GOAL:
Copy every one of the following rows word for word, with nothing changed.

Rows from a dataset
● ● ●

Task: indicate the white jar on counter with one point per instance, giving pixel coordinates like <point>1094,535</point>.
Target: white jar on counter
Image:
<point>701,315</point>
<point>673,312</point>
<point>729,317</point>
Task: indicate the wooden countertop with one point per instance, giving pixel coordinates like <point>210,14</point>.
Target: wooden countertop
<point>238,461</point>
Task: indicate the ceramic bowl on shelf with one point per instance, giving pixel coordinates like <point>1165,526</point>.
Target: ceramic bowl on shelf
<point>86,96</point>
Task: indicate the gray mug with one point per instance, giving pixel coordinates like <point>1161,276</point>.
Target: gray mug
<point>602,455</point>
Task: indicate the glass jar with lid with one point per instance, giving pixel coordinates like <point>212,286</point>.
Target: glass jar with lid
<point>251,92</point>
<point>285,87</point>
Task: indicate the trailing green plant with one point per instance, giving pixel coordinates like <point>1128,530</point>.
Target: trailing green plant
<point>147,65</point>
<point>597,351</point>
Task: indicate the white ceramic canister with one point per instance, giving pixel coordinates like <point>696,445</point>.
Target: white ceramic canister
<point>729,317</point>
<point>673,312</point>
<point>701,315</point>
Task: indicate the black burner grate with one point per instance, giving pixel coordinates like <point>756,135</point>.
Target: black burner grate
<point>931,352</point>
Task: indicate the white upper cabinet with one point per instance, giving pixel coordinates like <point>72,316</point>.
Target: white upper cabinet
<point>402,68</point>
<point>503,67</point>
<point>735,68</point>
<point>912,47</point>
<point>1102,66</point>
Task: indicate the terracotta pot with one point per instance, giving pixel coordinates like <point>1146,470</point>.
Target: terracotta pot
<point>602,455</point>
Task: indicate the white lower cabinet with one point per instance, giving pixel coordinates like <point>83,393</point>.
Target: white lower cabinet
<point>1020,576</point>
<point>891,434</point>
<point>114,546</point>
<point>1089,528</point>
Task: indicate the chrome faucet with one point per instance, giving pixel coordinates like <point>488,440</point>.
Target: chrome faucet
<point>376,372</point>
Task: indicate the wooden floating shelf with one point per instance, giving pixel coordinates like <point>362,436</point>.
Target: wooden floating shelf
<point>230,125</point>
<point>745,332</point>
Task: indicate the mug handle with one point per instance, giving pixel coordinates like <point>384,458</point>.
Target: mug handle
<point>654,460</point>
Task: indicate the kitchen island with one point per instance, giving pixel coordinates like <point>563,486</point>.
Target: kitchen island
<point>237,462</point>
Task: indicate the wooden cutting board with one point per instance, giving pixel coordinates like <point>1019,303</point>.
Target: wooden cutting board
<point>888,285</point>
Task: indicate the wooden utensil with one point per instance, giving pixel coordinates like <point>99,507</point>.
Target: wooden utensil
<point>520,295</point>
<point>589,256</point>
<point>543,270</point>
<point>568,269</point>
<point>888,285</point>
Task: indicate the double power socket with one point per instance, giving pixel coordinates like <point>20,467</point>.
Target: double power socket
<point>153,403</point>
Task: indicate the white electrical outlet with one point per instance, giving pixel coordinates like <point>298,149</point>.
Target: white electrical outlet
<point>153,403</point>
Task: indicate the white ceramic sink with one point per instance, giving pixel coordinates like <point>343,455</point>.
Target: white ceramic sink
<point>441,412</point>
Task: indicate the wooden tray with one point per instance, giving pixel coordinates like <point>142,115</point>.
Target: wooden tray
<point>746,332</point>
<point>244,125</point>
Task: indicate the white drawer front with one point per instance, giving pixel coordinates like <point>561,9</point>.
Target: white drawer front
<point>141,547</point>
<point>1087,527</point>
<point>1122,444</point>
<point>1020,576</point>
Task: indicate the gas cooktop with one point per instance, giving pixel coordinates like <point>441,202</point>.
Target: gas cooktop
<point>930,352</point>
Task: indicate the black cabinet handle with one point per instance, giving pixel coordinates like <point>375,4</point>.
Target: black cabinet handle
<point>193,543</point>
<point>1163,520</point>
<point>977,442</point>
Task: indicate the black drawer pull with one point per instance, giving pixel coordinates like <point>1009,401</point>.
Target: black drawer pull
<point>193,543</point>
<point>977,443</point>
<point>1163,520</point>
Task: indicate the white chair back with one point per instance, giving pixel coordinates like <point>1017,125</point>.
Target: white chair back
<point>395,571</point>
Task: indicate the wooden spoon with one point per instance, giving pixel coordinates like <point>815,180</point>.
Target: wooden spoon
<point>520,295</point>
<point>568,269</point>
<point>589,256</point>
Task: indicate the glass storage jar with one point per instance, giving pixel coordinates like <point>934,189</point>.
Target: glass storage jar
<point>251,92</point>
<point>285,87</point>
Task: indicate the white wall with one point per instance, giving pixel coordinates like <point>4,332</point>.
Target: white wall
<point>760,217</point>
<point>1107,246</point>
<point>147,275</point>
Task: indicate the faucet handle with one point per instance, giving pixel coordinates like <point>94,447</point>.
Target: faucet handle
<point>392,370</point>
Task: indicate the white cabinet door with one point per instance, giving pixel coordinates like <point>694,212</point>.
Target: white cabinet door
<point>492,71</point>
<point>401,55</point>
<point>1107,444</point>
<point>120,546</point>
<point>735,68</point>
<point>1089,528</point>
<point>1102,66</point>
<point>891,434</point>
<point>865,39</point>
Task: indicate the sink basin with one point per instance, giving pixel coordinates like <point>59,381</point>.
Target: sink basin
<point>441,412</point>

● ● ●

RESPONSE TO THIS EXERCISE:
Task: indicate the white jar on counter with one point per instance, giving pixel coordinates like <point>1094,535</point>.
Target: white jar on counter
Image:
<point>701,315</point>
<point>673,312</point>
<point>729,317</point>
Task: indicate the wooden countertop with one point per instance, giving pixel coordinates like <point>210,14</point>.
Target: wooden countertop
<point>238,461</point>
Task: indicate the ceramic bowl on shelf with one point per instance, giving pixel coordinates like <point>1165,526</point>.
Target: ceramic bowl on shelf
<point>86,96</point>
Task: indicate the gray mug with one point per instance, giving pixel coordinates like <point>1161,276</point>.
Target: gray mug
<point>602,455</point>
Task: indicate the glass jar with lid with one point per instance, giving pixel coordinates like <point>212,286</point>.
Target: glass jar with lid
<point>251,92</point>
<point>285,87</point>
Task: indicate the trailing green plant with one point per instance, giving pixel coordinates like <point>1128,530</point>.
Target: trailing green plant
<point>147,65</point>
<point>597,351</point>
Task: indicate the white ceramic canister with one point per instance, giving pixel coordinates like <point>696,445</point>.
Target: white ceramic canister
<point>729,317</point>
<point>673,312</point>
<point>701,315</point>
Task: indicate the black burner grate with one point per instance, giving pixel coordinates like <point>756,135</point>.
Target: black burner grate
<point>931,352</point>
Task: indicate the white upper cabinet with one point per instance, giving pixel coordinates like <point>72,316</point>.
Target: white upper cabinet
<point>402,68</point>
<point>503,67</point>
<point>735,68</point>
<point>912,47</point>
<point>1102,66</point>
Task: indicate the terracotta pot with one point per instance, giving pixel coordinates like <point>1146,470</point>.
Target: terracotta pot
<point>602,455</point>
Task: indicate the white lower cabinet with one point per instance, giving pixel coordinates like <point>83,393</point>.
Target: white lower cabinet
<point>1020,576</point>
<point>891,434</point>
<point>114,546</point>
<point>1089,528</point>
Task: indicate the chrome faucet with one point per instance, giving pixel coordinates like <point>488,440</point>.
Target: chrome faucet
<point>376,372</point>
Task: indicate the wooden floating shelf with one point per instance, giving pixel coordinates like <point>362,436</point>.
Target: wooden floating shelf
<point>230,125</point>
<point>745,332</point>
Task: indicate the mug handle with one point per instance, giving pixel coordinates like <point>384,458</point>.
Target: mug handle
<point>654,460</point>
Task: indicate the kitchen island with one point per instance, giving pixel coordinates like <point>563,486</point>.
Target: kitchen island
<point>237,462</point>
Task: indicate the wooden cutting board with one point per instance, giving pixel coordinates like <point>1019,303</point>.
Target: wooden cutting board
<point>888,285</point>
Task: indicate the wooden utensil with one point per instance, giving pixel coordinates like <point>99,507</point>.
Target: wooden utensil
<point>520,295</point>
<point>589,256</point>
<point>543,270</point>
<point>568,269</point>
<point>888,285</point>
Task: indicate the double power socket with one point per instance, giving pixel coordinates like <point>20,467</point>.
Target: double power socket
<point>153,403</point>
Task: indicate the white electrical outlet with one point per instance, giving pixel coordinates like <point>298,149</point>.
Target: white electrical outlet
<point>153,403</point>
Task: indicate the white ceramic sink with one point per instance, giving pixel coordinates like <point>343,455</point>.
Target: white ceramic sink
<point>441,412</point>
Task: indicate the wooden tray with one point per instance, giving pixel coordinates like <point>142,115</point>.
Target: wooden tray
<point>746,332</point>
<point>244,125</point>
Task: indicate the white drawer front with one point per instance, giving pixel coordinates like <point>561,9</point>.
Target: white drawer front
<point>141,547</point>
<point>1087,527</point>
<point>1122,444</point>
<point>1020,576</point>
Task: indicate the gas cooktop with one point per instance, giving pixel coordinates like <point>441,202</point>.
Target: gas cooktop
<point>930,352</point>
Task: indicate the black cabinet handle with one point per instance, giving pixel coordinates like <point>375,4</point>.
Target: black cabinet handle
<point>193,543</point>
<point>1163,520</point>
<point>977,442</point>
Task: indicate the black drawer pull with one point per instance, giving pixel coordinates like <point>1009,401</point>.
Target: black drawer pull
<point>193,543</point>
<point>977,443</point>
<point>1163,520</point>
Task: indicate the white chair back with one point per instance, giving pixel coordinates like <point>1017,125</point>.
Target: white chair back
<point>395,571</point>
Task: indicate the wooden spoon with one point per instance, giving pixel coordinates like <point>815,180</point>.
Target: wooden spoon
<point>520,295</point>
<point>568,269</point>
<point>589,256</point>
Task: indicate the glass storage jar with one point per instance, giving pixel coordinates like <point>934,189</point>.
Target: glass storage jar
<point>251,92</point>
<point>285,87</point>
Task: indicate the white wall with one point per instance, giving pixel coordinates like <point>4,332</point>.
Target: white wall
<point>760,217</point>
<point>1107,246</point>
<point>147,275</point>
Task: indicate the faucet handle with one point per instance, giving pixel coordinates like <point>94,447</point>.
Target: faucet handle
<point>392,370</point>
Task: indicate the white cabinet door with one point per instance, giving pixel coordinates like <point>694,212</point>.
Target: white cabinet door
<point>492,71</point>
<point>401,55</point>
<point>1107,444</point>
<point>120,546</point>
<point>735,68</point>
<point>1089,528</point>
<point>1102,66</point>
<point>891,434</point>
<point>865,39</point>
Task: indicate the sink basin with one point per instance, giving pixel coordinates like <point>59,381</point>.
Target: sink basin
<point>441,412</point>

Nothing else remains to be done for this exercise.